— START OF GIVEN DATA —
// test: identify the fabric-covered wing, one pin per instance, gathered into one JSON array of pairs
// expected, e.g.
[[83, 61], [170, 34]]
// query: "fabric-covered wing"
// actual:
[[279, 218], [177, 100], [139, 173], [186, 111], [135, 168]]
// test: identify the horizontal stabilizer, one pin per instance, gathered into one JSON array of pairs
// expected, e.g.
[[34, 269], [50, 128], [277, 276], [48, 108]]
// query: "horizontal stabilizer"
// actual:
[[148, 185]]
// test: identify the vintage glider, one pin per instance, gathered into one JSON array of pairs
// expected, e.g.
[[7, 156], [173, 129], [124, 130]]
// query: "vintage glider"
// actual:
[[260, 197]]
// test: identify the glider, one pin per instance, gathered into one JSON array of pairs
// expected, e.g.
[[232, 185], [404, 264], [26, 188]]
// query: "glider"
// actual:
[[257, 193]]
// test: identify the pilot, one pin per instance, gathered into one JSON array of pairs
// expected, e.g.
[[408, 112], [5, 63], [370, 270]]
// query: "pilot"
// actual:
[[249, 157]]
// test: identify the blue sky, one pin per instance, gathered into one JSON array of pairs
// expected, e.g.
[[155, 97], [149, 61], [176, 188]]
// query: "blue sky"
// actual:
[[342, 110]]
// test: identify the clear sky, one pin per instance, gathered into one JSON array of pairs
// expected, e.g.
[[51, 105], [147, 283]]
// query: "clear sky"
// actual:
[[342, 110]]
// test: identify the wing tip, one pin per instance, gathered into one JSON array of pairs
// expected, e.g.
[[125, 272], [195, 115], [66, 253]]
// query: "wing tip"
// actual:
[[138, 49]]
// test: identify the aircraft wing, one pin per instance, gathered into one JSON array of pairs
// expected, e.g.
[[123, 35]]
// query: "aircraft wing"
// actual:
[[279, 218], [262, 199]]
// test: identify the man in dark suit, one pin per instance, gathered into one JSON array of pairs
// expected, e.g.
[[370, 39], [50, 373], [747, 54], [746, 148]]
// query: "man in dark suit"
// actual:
— END OF GIVEN DATA —
*TO BE DONE*
Convert every line of the records above into a JSON list of strings, with one string for each line and blank lines omitted.

*OUTPUT FOR THIS EXERCISE*
[
  "// test: identify the fabric-covered wing, one pin per instance, gathered into one JSON array of pairs",
  "// expected, e.g.",
  "[[83, 61], [170, 34]]",
  "// query: \"fabric-covered wing\"",
  "// actual:",
  "[[279, 218], [177, 100], [139, 173], [186, 111], [135, 168]]",
  "// test: identify the horizontal stabilizer, one pin per instance, gathered into one JSON array of pairs",
  "// expected, e.g.",
  "[[34, 269], [50, 128], [277, 276], [48, 108]]",
  "// query: \"horizontal stabilizer\"",
  "// actual:",
  "[[148, 185]]",
  "// test: identify the vintage glider, one pin per instance, gathered into one JSON array of pairs",
  "// expected, e.g.",
  "[[7, 156], [173, 129], [124, 130]]",
  "// query: \"vintage glider\"",
  "// actual:",
  "[[260, 197]]",
  "// test: identify the glider, one pin per instance, gathered into one JSON array of pairs",
  "// expected, e.g.",
  "[[232, 185], [404, 264], [26, 188]]",
  "// query: \"glider\"",
  "// actual:",
  "[[257, 193]]",
  "// test: identify the pilot, one pin per instance, gathered into one JSON array of pairs",
  "// expected, e.g.",
  "[[408, 112], [5, 63], [370, 270]]",
  "// query: \"pilot\"",
  "// actual:",
  "[[249, 157]]",
  "// test: identify the blue sky, one pin per instance, gathered into one JSON array of pairs",
  "// expected, e.g.",
  "[[155, 97], [149, 61], [176, 188]]",
  "// query: \"blue sky\"",
  "// actual:",
  "[[342, 110]]",
  "// test: identify the clear sky, one pin per instance, gathered into one JSON array of pairs",
  "// expected, e.g.",
  "[[51, 105], [147, 283]]",
  "// query: \"clear sky\"",
  "// actual:",
  "[[342, 110]]",
  "// test: identify the wing tip, one pin per instance, gathered into one JSON array of pairs",
  "// expected, e.g.",
  "[[125, 272], [195, 115], [66, 253]]",
  "// query: \"wing tip\"",
  "// actual:",
  "[[138, 49]]",
  "// test: identify the aircraft wing, one pin per instance, gathered into one JSON array of pairs",
  "// expected, e.g.",
  "[[123, 35]]",
  "// query: \"aircraft wing\"",
  "// actual:",
  "[[279, 218], [262, 199]]",
  "// test: identify the man in dark suit, one pin per instance, gathered into one JSON array of pairs",
  "// expected, e.g.",
  "[[370, 39], [50, 373], [747, 54], [746, 148]]",
  "// query: \"man in dark suit\"",
  "// actual:"
]